Copy the data from the line containing "# test: identify the wheat" through the end, swapping every "pointer" for "cursor" and leaving everything else unchanged.

(Entries from a dataset)
* * * * *
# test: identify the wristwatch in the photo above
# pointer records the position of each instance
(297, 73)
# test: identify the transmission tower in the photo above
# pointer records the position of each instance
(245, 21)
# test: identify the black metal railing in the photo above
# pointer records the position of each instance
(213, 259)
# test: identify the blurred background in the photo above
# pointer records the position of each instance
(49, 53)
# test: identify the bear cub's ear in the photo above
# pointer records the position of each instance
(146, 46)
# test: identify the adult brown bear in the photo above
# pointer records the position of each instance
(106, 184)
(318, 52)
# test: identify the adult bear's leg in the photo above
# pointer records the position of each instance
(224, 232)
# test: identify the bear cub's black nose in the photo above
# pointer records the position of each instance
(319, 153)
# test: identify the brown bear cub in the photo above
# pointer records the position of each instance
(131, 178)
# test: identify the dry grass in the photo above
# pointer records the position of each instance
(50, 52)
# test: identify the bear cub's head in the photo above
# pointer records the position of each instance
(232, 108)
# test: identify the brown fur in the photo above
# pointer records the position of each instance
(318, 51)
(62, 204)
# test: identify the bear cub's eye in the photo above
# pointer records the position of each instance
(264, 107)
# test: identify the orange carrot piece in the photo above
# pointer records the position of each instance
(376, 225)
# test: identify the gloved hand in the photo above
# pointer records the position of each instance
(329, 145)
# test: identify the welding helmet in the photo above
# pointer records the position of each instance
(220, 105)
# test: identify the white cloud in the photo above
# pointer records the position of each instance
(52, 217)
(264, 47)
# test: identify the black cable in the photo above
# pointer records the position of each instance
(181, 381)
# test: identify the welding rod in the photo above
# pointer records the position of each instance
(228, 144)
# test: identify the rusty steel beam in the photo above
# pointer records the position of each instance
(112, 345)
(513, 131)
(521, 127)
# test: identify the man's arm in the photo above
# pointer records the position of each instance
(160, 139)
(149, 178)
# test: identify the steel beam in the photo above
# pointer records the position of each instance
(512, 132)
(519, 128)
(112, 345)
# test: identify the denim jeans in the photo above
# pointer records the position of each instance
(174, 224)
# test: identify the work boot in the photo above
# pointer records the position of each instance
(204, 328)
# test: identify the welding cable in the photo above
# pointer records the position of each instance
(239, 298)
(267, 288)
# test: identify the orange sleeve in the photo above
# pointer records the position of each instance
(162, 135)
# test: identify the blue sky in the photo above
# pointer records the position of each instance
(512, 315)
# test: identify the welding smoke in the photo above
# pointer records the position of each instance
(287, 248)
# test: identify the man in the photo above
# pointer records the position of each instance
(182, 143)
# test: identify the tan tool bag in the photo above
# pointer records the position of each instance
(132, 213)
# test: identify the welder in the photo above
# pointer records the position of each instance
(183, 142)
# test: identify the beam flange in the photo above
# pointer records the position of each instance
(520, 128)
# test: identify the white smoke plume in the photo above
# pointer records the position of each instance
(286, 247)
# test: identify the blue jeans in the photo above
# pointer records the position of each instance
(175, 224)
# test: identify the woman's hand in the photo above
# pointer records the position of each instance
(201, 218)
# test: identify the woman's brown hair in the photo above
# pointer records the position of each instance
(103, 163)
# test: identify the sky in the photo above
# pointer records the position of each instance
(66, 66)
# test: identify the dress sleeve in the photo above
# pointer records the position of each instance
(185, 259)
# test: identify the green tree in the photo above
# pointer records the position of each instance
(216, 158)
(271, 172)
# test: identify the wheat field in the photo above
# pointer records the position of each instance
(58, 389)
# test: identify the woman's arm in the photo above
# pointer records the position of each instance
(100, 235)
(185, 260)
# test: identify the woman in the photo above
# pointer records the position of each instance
* * * * *
Solution to this exercise:
# test: identify the wheat field in the photo above
# cursor records the position of each instance
(58, 389)
# test: identify the woman's arm in the photo above
# cursor records the position of each instance
(100, 235)
(185, 260)
# test: identify the woman in the photo above
# cursor records the position of each instance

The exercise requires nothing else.